## DO THIS
Write what comes next in the passage on public institutional support for the federal courts, picking up after its final sentence.

## PASSAGE PROVIDED

For this final analysis, we summarize the public’s support for the judiciary as an institution, or what we call “institutional support,” as a way to measure legitimacy.

Measuring Institutional Support for the Judiciary

To measure institutional support for the judiciary, we asked respondents two kinds of questions.

First, we asked respondents about the degree to which they agreed or disagreed with three statements related to judicial independence, each of which would tend to make the judiciary less independent (independence statements):

  • The right of the federal courts to decide certain types of controversial issues should be reduced. (Strip Jurisdiction)
  • The federal courts ought to be made less independent so that they listen more to what the people want. (Listen to People)
  • Federal judges who consistently make unpopular decisions should be removed from their positions as judges. (Remove Judges)
  • To measure the public’s willingness to implement major reforms to the workings of the judiciary, we asked respondents to tell us the degree to which they support or oppose three possible reform proposals, each of which would tend to decrease the power of judges (reform proposals):
  • Setting a specific number of years that federal judges serve instead of granting them lifetime appointments (Term Limits)
  • Requiring that federal judges retire by a certain age (Mandatory
    Retirement)
  • Allowing the public to vote to overturn federal court decisions on controversial issues (Public Referenda)

In general, agreement with the three statements about judicial independence (“independence statements”), and likewise agreement with the three reform proposals (“reform proposals”), would tend to show less institutional support for the judiciary. The responses to these items from APPC’s October 2023 Civics Knowledge Survey can be found in Figure 9.


FIGURE 9. THE PUBLIC’S INSTITUTIONAL SUPPORT FOR THE FEDERAL COURTS


While none of the independence statements received majority support, this is only because of considerable indifference among respondents (roughly a quarter to a third of them “neither agreed nor disagreed” with the statements). However, the majority of respondents who actually had an opinion would reduce the independence of the courts; that is, for each statement, more respondents “strongly” or “somewhat” agreed than “strongly” or “somewhat” disagreed. With respect to the reform proposals, we see that large majorities — nearly 80 percent — support term limits and mandatory retirement ages for judges.

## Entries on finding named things
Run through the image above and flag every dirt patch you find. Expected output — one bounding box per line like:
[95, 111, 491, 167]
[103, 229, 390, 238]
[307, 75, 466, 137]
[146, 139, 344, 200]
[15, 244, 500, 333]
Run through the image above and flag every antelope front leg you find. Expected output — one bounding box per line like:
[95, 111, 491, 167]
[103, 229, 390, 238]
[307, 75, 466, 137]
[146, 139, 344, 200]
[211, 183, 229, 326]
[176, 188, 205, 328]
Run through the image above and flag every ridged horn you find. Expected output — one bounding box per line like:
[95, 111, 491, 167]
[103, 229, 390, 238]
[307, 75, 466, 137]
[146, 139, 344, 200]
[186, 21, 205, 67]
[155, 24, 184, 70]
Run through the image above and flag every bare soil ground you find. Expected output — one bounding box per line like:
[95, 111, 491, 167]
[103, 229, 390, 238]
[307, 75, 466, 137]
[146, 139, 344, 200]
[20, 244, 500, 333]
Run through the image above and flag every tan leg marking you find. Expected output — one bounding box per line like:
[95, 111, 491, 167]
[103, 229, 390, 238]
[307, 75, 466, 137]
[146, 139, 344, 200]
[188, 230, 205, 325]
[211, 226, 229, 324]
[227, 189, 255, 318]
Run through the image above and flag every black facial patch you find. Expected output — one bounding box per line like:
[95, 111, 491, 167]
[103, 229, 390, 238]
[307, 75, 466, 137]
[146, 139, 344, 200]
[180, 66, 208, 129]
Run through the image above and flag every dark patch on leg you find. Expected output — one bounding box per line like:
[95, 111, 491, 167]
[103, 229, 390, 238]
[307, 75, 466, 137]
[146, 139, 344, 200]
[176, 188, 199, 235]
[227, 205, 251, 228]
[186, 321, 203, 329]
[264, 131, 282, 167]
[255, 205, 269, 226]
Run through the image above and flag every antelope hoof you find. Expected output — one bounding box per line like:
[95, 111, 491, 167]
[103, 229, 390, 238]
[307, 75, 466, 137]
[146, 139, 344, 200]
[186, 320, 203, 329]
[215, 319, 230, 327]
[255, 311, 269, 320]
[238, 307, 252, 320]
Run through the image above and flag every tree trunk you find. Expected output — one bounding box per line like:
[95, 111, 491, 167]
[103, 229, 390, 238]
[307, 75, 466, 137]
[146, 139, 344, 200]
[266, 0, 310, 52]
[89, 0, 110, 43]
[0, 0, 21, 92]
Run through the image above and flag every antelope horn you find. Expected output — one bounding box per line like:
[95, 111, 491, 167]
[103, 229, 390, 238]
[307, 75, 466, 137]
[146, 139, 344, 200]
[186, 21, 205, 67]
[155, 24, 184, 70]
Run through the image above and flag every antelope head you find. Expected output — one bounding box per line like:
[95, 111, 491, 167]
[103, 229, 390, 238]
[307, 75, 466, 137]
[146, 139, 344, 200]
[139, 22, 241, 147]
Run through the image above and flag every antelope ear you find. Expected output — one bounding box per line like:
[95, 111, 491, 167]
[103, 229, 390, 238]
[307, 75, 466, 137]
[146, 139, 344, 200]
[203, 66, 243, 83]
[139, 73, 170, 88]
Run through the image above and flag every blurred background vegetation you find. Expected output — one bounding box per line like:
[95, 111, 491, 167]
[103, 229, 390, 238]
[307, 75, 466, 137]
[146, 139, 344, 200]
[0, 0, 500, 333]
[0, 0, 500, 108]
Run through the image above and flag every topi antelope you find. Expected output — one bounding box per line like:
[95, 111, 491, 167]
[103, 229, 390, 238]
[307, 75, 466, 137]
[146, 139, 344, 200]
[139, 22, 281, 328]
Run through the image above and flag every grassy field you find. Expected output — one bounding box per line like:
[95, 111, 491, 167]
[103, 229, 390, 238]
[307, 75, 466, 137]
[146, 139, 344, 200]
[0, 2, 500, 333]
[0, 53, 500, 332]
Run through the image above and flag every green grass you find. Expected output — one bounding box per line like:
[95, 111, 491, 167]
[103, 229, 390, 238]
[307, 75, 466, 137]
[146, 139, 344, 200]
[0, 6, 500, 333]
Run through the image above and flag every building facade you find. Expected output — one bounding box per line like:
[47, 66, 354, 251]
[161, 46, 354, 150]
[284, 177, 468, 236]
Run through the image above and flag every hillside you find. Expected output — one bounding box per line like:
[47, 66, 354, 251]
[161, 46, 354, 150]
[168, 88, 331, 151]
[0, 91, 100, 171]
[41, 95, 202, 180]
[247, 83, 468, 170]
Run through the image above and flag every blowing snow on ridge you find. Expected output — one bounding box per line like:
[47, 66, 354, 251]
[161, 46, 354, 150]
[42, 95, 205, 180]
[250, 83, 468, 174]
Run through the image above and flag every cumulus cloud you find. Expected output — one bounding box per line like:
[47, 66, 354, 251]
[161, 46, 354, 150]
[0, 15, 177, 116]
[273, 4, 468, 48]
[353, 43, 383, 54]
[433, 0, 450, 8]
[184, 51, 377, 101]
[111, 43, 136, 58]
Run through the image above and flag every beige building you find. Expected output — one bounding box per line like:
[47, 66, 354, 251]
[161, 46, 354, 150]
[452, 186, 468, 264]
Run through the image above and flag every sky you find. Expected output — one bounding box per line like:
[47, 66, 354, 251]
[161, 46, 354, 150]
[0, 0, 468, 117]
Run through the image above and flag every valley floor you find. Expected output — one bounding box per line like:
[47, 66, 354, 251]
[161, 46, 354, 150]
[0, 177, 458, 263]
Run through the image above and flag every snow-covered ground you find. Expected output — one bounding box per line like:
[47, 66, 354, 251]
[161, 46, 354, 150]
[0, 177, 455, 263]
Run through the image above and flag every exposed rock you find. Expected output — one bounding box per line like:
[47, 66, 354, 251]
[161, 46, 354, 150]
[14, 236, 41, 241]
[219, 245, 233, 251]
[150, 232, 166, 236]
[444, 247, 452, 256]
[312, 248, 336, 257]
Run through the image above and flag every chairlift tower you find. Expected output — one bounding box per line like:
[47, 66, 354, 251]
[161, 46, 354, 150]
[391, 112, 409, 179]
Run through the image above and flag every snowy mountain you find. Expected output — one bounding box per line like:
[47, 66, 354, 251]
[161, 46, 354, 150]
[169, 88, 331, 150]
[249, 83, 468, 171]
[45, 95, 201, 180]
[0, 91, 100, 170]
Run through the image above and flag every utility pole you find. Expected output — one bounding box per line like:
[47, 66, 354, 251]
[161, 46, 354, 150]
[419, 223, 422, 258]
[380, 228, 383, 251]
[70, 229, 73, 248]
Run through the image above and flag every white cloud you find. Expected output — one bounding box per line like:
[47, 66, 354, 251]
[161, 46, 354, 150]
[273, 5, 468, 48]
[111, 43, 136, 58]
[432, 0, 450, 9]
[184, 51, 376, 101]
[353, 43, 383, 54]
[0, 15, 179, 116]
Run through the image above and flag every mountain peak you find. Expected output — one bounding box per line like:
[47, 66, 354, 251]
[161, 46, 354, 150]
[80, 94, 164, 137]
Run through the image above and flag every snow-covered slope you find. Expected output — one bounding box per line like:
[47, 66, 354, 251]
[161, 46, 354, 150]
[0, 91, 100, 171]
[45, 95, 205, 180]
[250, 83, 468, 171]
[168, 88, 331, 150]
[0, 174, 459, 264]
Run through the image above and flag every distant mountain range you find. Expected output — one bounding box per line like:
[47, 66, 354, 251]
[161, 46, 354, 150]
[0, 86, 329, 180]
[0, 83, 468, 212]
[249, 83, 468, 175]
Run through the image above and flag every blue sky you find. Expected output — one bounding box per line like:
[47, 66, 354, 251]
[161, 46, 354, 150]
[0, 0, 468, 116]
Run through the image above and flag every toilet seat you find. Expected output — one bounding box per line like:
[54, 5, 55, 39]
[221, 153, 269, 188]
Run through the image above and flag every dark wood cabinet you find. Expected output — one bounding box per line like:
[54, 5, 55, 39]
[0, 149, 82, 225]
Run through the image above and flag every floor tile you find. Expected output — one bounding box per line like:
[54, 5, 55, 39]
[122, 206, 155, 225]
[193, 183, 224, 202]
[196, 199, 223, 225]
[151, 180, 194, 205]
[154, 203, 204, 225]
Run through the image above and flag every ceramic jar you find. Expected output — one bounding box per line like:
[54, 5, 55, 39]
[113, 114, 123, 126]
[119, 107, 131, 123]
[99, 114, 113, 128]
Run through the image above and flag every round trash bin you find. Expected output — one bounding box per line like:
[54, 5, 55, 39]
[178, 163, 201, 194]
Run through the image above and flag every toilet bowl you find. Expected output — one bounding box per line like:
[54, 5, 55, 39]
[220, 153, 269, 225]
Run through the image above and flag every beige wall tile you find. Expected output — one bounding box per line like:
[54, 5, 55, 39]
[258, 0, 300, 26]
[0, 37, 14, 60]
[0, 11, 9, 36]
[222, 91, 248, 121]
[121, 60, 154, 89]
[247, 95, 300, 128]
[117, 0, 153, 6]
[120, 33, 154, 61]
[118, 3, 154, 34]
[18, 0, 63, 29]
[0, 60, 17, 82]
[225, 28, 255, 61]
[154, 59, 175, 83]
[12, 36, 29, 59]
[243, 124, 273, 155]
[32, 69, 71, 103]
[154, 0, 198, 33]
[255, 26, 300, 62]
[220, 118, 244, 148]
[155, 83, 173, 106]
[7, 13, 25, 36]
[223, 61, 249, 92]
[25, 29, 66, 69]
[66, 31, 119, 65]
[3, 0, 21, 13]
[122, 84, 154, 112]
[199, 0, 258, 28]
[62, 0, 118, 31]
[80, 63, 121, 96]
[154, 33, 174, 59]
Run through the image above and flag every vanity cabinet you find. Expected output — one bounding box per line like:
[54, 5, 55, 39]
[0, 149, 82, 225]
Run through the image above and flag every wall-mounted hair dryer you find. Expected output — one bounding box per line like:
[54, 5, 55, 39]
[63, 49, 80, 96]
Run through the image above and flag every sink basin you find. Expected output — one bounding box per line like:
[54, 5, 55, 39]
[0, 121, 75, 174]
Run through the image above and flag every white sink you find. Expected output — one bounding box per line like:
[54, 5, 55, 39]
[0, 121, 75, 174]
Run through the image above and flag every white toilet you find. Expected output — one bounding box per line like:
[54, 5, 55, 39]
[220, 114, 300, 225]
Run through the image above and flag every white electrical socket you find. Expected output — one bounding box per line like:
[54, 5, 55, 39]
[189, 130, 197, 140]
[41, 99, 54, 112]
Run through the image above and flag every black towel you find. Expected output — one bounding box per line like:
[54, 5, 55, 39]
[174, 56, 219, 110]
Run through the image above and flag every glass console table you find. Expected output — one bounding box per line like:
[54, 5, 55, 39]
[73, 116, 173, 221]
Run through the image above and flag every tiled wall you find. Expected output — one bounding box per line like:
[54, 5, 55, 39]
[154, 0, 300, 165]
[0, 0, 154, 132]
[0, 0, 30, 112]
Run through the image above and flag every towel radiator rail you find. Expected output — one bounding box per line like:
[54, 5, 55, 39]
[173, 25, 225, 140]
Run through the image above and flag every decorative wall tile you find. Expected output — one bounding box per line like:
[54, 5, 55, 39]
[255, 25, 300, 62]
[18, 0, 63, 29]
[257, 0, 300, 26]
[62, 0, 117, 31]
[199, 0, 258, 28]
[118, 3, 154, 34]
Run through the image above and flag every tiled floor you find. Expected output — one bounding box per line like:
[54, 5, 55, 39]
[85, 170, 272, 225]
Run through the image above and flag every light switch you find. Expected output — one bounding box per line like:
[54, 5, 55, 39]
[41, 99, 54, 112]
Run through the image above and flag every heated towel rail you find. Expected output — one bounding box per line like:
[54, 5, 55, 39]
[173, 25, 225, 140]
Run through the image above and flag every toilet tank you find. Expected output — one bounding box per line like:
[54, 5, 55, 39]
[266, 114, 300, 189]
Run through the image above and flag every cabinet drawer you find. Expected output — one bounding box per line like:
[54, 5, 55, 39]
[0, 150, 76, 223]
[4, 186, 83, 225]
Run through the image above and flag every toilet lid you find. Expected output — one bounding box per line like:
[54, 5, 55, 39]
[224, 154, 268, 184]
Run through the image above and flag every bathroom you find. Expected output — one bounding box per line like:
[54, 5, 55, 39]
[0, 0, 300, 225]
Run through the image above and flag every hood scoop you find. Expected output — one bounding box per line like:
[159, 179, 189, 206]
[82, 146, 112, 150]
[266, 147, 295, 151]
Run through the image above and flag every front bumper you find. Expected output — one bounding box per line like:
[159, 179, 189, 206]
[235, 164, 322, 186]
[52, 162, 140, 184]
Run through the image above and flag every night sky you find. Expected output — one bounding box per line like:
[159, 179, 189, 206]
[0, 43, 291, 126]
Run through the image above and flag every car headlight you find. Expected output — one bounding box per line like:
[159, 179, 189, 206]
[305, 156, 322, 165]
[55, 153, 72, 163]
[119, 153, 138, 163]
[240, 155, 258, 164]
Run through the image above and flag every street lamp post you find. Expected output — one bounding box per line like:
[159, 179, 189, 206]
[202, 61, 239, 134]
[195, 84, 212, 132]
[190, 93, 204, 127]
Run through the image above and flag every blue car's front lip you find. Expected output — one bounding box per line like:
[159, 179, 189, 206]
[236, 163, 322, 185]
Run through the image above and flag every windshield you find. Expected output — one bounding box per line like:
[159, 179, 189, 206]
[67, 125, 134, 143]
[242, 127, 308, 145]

## OUTPUT FOR THIS TASK
Takeaways

In discussing what can be done to foster confidence in the federal judiciary, it is important to consider the different factors that legal scholars have historically connected to trust in the judiciary:

  • Commitment to Democratic Norms: Scholars have found that citizens “more firmly committed to democratic norms,” such as the protection of the political rights of minorities, support for the rule of law, and belief in due process express greater institutional support for the judiciary, given its role in securing these important societal functions.74
  • Exposure to Legitimizing Symbols: When people learn about the judiciary, they are continuously exposed to “symbols” that reinforce the courts as unique institutions (judicial robes, scales of justice, temple-like buildings) as well as to the courts’ unique processes (lengthy written justifications for rulings, use of Latin phrases, announcement of decisions). Studies have suggested that these “symbols” may “activate preexisting loyalty toward the institution” and “reinforce the understanding that courts are different from other political institutions,” removed from the political bargaining of the other branches.75
  • Confidence in Judicial Process: Early work on institutional legitimacy found that citizens who knew more about politics were more likely to view the Supreme Court as impartial and competent in its decision-making and to have a stronger belief that justices rely on the law and not values in making their decisions.76 Without addressing the merits of “legal realism,”77 it suffices to note that civics knowledge exposes the public to the “frame” of legality, or the concept that judicial decision-making is devoid of a judge’s personal ideological and policy preferences.78 Studies have shown that citizens who believe the Court is legalistic in its decision-making express greater institutional support for the judiciary.79

Fostering Public Confidence in the Courts

These three pillars (commitment to democratic norms, exposure to legitimizing symbols, and confidence in the judicial process) have long provided a guide to fostering greater confidence in the judiciary through robust civics education. We believe that civics education can nurture understanding of and support for the democratic norms that serve as guardrails for our government, while further exposing the public to the legitimizing symbols and procedures of the judiciary that reaffirm the courts’ unique role in our checks and balances system.

However, trust in all public institutions — be they government, universities, or the media — is in decline.80 Political discourse challenging an institution’s legitimacy can undermine confidence in the processes and procedures of democracy.81 And the same polarization that has eroded support for the judiciary82 has also reduced belief in democratic norms.83 Civics education alone may not be enough to stem these anti-democratic tides.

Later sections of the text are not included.